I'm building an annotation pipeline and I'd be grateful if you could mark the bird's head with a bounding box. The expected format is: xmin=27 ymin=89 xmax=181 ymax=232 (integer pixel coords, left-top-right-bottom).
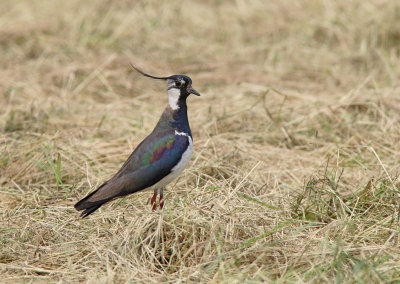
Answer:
xmin=131 ymin=63 xmax=200 ymax=110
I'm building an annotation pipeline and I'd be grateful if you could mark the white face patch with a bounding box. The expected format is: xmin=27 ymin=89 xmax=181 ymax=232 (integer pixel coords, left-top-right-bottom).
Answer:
xmin=167 ymin=79 xmax=185 ymax=110
xmin=167 ymin=88 xmax=181 ymax=110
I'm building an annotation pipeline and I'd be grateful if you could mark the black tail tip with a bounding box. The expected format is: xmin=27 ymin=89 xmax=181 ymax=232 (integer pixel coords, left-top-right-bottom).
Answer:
xmin=74 ymin=202 xmax=101 ymax=218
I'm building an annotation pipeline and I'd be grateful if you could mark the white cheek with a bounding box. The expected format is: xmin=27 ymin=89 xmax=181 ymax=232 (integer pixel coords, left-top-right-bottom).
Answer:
xmin=167 ymin=88 xmax=181 ymax=110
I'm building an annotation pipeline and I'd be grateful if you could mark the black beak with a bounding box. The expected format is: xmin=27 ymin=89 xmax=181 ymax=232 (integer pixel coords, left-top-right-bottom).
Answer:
xmin=187 ymin=87 xmax=200 ymax=96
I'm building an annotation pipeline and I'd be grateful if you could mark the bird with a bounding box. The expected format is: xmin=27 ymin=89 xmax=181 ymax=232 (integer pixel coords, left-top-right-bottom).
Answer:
xmin=74 ymin=63 xmax=200 ymax=218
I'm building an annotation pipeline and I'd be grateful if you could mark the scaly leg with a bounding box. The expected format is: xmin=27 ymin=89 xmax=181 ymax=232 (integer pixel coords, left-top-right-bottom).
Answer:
xmin=150 ymin=189 xmax=157 ymax=211
xmin=160 ymin=188 xmax=164 ymax=209
xmin=150 ymin=187 xmax=164 ymax=211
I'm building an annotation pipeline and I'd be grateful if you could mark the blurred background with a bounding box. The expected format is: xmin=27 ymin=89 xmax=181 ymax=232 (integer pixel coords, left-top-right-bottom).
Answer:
xmin=0 ymin=0 xmax=400 ymax=283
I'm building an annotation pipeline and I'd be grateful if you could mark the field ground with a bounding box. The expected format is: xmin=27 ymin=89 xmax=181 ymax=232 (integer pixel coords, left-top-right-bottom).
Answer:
xmin=0 ymin=0 xmax=400 ymax=283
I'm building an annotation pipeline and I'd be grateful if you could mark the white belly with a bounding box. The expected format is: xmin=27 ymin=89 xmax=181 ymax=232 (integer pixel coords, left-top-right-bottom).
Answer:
xmin=150 ymin=131 xmax=193 ymax=190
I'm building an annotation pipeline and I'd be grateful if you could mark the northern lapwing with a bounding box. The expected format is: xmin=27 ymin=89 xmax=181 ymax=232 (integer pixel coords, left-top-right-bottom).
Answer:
xmin=74 ymin=65 xmax=200 ymax=218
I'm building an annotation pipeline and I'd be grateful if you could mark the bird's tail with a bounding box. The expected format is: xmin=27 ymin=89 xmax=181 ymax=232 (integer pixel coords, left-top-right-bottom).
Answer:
xmin=74 ymin=183 xmax=114 ymax=218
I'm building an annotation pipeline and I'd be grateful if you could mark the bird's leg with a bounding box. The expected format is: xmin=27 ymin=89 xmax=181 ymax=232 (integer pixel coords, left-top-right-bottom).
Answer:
xmin=159 ymin=188 xmax=164 ymax=209
xmin=150 ymin=189 xmax=158 ymax=211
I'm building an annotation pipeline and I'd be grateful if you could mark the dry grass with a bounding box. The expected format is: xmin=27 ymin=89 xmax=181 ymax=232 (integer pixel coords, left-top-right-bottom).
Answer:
xmin=0 ymin=0 xmax=400 ymax=283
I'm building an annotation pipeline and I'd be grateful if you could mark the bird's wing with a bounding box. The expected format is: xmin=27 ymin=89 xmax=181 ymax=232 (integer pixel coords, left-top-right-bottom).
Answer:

---

[Task prompt]:
Rewrite all the data above with "annotation pipeline" changed to "labeling tool" each time it appears and everything else kept the same. Leave out the pictures.

[Reply]:
I'm building an labeling tool and I'd be grateful if you could mark the bird's head with a bounding box. The expected format is: xmin=27 ymin=89 xmax=181 ymax=232 (integer pixel coords, left-top-right-bottom).
Answer:
xmin=131 ymin=63 xmax=200 ymax=110
I'm building an labeling tool and I'd be grateful if you could mark the white face patch with a bounding box. The expected format is: xmin=27 ymin=89 xmax=181 ymax=232 (integer pixel coords, left-top-right-bottom).
Answer:
xmin=167 ymin=79 xmax=185 ymax=110
xmin=167 ymin=88 xmax=181 ymax=110
I'm building an labeling tool and I'd be grateful if you could mark the black tail tip with a bounding box. The expected format is: xmin=27 ymin=89 xmax=181 ymax=232 (integer pixel coords, left-top-right-bottom).
Answer:
xmin=74 ymin=202 xmax=101 ymax=218
I'm building an labeling tool and I'd be grateful if you could mark the white cheek with a bounding box. The expected format is: xmin=27 ymin=89 xmax=181 ymax=232 (integer pixel coords, left-top-right-bottom).
Answer:
xmin=167 ymin=88 xmax=181 ymax=110
I'm building an labeling tool and I'd be grateful if you could mark the black beak with a bounding box. The expected format is: xmin=27 ymin=89 xmax=181 ymax=232 (integer pixel coords, left-top-right-bottom).
Answer:
xmin=187 ymin=87 xmax=200 ymax=96
I'm building an labeling tool and I'd be grateful if you could mark the bird with a bounding box. The expected format is: xmin=27 ymin=89 xmax=181 ymax=232 (integer pixel coords, left-top-right-bottom).
Answer:
xmin=74 ymin=63 xmax=200 ymax=218
I'm building an labeling tool and I'd be grateful if you could mark the scaly leg with a bounding box. The expected format is: xmin=27 ymin=89 xmax=181 ymax=232 (integer pixel coords, left-top-right-bottom).
Answer:
xmin=150 ymin=189 xmax=157 ymax=211
xmin=160 ymin=188 xmax=164 ymax=209
xmin=150 ymin=187 xmax=164 ymax=211
I'm building an labeling tool and I'd be grateful if you could mark the blurred background with a bounding box. The expected format is: xmin=27 ymin=89 xmax=181 ymax=232 (integer pixel coords, left-top-right-bottom).
Answer:
xmin=0 ymin=0 xmax=400 ymax=283
I'm building an labeling tool and I'd be grateful if you could mark the field ground with a bounding box. The expected format is: xmin=27 ymin=89 xmax=181 ymax=232 (integer pixel coords, left-top-right-bottom).
Answer:
xmin=0 ymin=0 xmax=400 ymax=283
I'm building an labeling tool and I'd be grateful if you could mark the white belly with a bounding box. The expected format is: xmin=27 ymin=89 xmax=181 ymax=232 (integer pixel coords, left-top-right-bottom).
Answer:
xmin=150 ymin=131 xmax=193 ymax=190
I'm building an labeling tool and I'd be grateful if you could mark the northern lapwing with a bounding box. The expected format is: xmin=27 ymin=89 xmax=181 ymax=232 (integer pixel coords, left-top-right-bottom).
Answer:
xmin=74 ymin=65 xmax=200 ymax=218
I'm building an labeling tool and I'd be grateful if you could mark the bird's tail with a bounding box. The expected format is: xmin=27 ymin=89 xmax=181 ymax=232 (integer pixel coords, left-top-right-bottom).
Answer:
xmin=74 ymin=183 xmax=114 ymax=218
I'm building an labeling tool and I'd be grateful if you could mark the bird's leg with a bounding box. The expected format is: xmin=27 ymin=89 xmax=181 ymax=232 (integer pixel coords, left-top-right-bottom).
Answer:
xmin=159 ymin=188 xmax=164 ymax=209
xmin=150 ymin=189 xmax=158 ymax=211
I'm building an labeling tool and I'd be grateful if you could mark the dry grass with a bounding box. The expected format is: xmin=27 ymin=89 xmax=181 ymax=232 (integer pixel coords, left-top-right-bottom).
Answer:
xmin=0 ymin=0 xmax=400 ymax=283
I'm building an labeling tool and I'd be grateful if you could mark the bird's wing with a bounding box. The expected format is: xmin=27 ymin=89 xmax=181 ymax=232 (integer pixel coords, left-top-right-bottom).
Answer:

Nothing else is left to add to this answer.